Complete the following -
[a] List every year or span of years that the text on the Cabildo mentions, in the order they appear.
[b] Answer these questions about the Cabildo text.
(i) What event destroyed the original Cabildo?
(ii) Who sculpted the American eagle that replaced the Spanish coat of arms?
(iii) Until when did the New Orleans city council use the building?
[c] Reproduce the Cabildo text word for word from "The Cabildo was the seat" to "until the mid-1850s.".

Document -
[Start]
The Cabildo was the seat of Spanish colonial city hall of New Orleans, Louisiana, and is now the Louisiana State Museum Cabildo. It is located along Jackson Square, adjacent to St. Louis Cathedral.

History 
The original Cabildo was destroyed in the Great New Orleans Fire (1788). The Cabildo was rebuilt between 1795–99 as the home of the Spanish municipal government in New Orleans, in 1821 Spanish coat of arms removed from the façade pediment and replaced with the extant American eagle with cannonballs by the Italian sculptor Pietro Cardelli and the third floor with mansard roof was later added in 1847, in French style. The building took its name from the governing body who met there—the "Illustrious Cabildo," or city council. The Cabildo was the site of the Louisiana Purchase transfer ceremonies late in 1803, and continued to be used by the New Orleans city council until the mid-1850s.
[End]
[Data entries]
[Start]
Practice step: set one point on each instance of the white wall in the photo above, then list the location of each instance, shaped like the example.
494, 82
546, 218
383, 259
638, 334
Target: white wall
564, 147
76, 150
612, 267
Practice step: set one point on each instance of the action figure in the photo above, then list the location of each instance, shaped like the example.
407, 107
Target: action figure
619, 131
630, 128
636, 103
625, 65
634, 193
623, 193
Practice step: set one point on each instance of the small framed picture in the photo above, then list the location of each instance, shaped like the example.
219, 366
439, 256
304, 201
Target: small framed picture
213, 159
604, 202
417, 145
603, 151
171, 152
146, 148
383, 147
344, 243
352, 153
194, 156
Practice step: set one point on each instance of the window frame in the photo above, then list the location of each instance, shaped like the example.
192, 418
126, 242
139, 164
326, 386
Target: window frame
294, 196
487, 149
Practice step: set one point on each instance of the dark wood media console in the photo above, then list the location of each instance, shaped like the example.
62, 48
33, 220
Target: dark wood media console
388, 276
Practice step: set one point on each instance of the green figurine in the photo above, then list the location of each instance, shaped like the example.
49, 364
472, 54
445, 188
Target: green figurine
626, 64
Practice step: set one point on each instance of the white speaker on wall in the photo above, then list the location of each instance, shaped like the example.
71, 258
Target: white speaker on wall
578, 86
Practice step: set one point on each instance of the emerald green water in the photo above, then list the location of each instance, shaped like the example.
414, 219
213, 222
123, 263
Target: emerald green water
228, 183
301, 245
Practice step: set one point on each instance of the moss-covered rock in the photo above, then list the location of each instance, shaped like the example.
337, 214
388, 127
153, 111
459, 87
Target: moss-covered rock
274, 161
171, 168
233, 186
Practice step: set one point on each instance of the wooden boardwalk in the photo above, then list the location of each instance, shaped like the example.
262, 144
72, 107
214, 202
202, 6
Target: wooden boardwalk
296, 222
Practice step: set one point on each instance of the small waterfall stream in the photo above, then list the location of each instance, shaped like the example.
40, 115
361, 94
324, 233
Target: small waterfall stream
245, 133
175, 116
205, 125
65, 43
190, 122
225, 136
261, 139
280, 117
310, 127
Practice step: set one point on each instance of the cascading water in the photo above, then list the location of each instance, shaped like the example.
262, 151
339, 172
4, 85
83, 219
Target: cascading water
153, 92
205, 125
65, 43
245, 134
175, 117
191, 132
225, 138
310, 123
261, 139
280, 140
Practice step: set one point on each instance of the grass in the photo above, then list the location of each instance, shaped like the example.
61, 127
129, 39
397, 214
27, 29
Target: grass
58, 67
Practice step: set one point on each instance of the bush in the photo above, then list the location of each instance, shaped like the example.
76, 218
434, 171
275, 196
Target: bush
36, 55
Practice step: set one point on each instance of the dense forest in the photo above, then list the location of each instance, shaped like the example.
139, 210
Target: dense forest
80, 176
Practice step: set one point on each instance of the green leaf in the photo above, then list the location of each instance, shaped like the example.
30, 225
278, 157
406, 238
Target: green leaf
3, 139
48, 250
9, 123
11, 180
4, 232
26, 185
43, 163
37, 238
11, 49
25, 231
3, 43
[End]
[Start]
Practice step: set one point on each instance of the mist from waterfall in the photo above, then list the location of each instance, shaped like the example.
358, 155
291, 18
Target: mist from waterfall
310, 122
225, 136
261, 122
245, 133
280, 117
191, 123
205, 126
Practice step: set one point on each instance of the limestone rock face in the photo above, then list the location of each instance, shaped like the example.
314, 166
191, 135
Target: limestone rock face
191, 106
[End]
Solutions for each task -
[a]
1788
1795–99
1821
1847
1803
mid-1850s

[b]
(i) The Great New Orleans Fire (1788)
(ii) The Italian sculptor Pietro Cardelli
(iii) Until the mid-1850s

[c]
The Cabildo was the seat of Spanish colonial city hall of New Orleans, Louisiana, and is now the Louisiana State Museum Cabildo. It is located along Jackson Square, adjacent to St. Louis Cathedral.

History 
The original Cabildo was destroyed in the Great New Orleans Fire (1788). The Cabildo was rebuilt between 1795–99 as the home of the Spanish municipal government in New Orleans, in 1821 Spanish coat of arms removed from the façade pediment and replaced with the extant American eagle with cannonballs by the Italian sculptor Pietro Cardelli and the third floor with mansard roof was later added in 1847, in French style. The building took its name from the governing body who met there—the "Illustrious Cabildo," or city council. The Cabildo was the site of the Louisiana Purchase transfer ceremonies late in 1803, and continued to be used by the New Orleans city council until the mid-1850s.